**GOAL OF THE EXERCISE**
Look below for the line containing "One point for each instance of the brown". Output it and each remaining line of the entries exactly, and nothing else.

**DATA SUPPLIED**
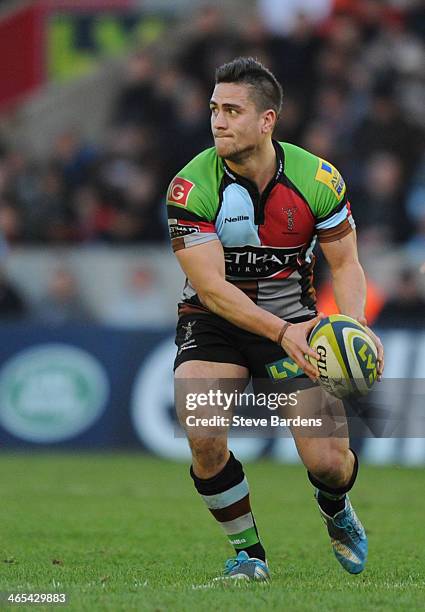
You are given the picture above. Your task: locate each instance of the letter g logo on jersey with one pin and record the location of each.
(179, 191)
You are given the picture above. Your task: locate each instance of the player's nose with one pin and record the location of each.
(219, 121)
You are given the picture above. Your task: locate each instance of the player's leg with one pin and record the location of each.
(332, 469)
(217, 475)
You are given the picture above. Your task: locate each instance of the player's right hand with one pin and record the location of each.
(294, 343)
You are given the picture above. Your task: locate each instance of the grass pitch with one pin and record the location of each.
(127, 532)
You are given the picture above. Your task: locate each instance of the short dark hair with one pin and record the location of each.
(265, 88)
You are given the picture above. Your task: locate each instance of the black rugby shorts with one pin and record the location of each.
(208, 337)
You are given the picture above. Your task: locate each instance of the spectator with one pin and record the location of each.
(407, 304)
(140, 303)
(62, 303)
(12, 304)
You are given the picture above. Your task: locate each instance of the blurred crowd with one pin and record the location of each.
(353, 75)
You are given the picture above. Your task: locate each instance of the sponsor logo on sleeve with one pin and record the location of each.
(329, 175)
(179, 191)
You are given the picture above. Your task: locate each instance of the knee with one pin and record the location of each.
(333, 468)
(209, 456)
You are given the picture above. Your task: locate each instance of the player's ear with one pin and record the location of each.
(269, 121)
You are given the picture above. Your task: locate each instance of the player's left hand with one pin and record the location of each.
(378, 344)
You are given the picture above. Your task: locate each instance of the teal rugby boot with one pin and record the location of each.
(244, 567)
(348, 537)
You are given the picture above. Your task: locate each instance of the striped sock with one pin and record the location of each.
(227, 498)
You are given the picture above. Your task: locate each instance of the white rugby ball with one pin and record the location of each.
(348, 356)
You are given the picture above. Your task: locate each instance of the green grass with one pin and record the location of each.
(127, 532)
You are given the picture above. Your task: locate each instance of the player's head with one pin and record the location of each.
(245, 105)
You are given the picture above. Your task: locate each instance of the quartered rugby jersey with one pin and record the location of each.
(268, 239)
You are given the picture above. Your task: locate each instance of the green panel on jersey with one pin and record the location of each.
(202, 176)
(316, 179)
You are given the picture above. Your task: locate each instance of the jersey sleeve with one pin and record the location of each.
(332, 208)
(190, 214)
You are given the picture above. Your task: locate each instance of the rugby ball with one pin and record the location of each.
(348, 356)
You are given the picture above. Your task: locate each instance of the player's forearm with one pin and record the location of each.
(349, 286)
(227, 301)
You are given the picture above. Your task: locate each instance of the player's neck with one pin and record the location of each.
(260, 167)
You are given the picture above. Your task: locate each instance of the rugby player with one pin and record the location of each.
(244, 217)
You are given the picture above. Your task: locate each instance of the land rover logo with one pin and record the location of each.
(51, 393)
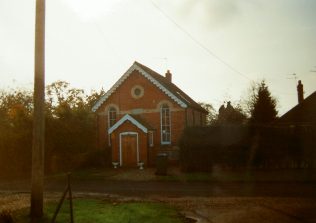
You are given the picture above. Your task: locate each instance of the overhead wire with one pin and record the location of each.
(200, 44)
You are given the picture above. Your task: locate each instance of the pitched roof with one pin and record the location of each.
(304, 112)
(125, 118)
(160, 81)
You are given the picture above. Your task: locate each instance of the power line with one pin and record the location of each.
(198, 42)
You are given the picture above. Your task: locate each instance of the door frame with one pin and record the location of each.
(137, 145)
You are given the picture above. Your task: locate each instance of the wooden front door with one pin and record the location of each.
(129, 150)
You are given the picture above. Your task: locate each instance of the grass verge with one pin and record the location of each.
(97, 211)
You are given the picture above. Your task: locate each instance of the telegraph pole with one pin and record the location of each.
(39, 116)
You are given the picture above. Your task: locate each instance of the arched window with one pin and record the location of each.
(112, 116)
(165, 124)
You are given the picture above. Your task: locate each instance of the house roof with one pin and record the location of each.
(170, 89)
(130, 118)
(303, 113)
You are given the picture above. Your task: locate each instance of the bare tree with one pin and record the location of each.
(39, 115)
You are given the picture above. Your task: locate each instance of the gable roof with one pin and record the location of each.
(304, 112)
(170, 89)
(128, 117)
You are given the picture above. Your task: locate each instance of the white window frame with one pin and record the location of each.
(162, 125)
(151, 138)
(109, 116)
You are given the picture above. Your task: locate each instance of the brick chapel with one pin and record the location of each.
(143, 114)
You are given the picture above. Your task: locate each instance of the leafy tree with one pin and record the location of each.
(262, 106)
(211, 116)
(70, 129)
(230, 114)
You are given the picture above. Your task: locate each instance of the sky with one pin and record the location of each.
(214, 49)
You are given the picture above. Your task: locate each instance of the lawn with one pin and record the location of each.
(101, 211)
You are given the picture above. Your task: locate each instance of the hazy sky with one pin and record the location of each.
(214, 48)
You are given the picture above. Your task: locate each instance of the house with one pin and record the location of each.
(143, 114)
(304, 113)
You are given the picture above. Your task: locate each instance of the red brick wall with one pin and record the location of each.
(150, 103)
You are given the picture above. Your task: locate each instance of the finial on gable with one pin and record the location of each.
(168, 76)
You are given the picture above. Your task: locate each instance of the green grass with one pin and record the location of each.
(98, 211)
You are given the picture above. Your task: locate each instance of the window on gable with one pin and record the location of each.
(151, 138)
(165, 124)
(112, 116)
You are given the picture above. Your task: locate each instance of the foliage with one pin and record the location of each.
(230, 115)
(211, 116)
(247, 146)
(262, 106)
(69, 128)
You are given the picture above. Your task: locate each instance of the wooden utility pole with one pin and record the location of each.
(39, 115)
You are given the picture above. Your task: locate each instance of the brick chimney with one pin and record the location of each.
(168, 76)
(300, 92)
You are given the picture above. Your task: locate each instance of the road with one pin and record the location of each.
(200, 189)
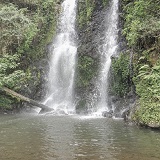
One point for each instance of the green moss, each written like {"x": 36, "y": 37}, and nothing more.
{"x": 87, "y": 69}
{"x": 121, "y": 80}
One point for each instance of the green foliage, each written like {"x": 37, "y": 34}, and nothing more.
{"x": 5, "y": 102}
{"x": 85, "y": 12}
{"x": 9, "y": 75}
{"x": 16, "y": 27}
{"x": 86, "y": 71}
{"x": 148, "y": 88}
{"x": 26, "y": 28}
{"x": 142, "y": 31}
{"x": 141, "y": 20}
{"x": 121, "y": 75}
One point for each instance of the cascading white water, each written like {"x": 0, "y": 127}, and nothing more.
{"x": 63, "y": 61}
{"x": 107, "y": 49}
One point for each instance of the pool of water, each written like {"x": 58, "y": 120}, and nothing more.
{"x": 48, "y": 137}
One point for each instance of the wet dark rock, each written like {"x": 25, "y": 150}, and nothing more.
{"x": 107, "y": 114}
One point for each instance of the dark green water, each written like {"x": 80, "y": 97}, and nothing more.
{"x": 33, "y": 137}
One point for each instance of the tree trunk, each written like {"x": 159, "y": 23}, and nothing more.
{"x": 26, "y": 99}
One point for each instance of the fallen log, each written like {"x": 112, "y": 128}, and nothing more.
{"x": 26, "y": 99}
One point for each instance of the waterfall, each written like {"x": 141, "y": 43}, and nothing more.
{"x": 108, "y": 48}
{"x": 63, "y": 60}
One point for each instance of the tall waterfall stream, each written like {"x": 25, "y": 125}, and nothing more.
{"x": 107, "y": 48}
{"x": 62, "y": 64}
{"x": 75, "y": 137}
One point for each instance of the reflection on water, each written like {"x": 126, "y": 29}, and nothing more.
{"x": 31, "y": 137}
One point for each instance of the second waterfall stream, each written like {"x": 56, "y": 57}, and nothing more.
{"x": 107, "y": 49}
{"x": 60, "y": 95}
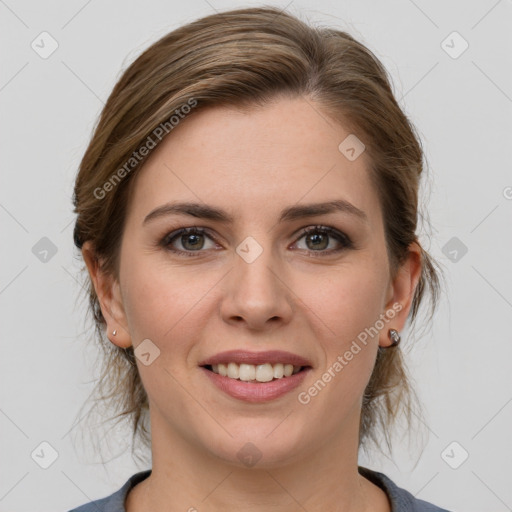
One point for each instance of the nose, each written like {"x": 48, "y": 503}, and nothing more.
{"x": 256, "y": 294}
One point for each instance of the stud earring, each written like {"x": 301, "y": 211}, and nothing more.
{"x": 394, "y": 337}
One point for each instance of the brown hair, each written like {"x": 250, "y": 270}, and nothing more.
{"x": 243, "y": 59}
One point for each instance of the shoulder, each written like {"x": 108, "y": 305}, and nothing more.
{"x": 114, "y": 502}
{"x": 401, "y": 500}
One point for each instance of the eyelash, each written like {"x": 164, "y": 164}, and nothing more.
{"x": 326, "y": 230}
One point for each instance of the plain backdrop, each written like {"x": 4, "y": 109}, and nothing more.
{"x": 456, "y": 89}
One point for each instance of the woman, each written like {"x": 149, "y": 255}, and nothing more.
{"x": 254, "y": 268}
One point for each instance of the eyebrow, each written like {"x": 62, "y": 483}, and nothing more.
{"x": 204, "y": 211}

**FULL ANSWER**
One point for each instance of the brown hair, each written like {"x": 250, "y": 270}, and nothing more.
{"x": 243, "y": 59}
One point for each instance of the shoulder, each written like {"x": 108, "y": 305}, and nothing more.
{"x": 114, "y": 502}
{"x": 401, "y": 500}
One point for each instance of the eyelash, each written like {"x": 164, "y": 164}, and nothing more.
{"x": 326, "y": 230}
One point for each instance of the plain backdrop, each written like {"x": 4, "y": 109}, and nothing more.
{"x": 456, "y": 89}
One point for each instance of the woman, each written like {"x": 149, "y": 255}, and nothing more.
{"x": 254, "y": 268}
One point for each instance of the eyebrow, each written like {"x": 62, "y": 483}, and nothing more.
{"x": 204, "y": 211}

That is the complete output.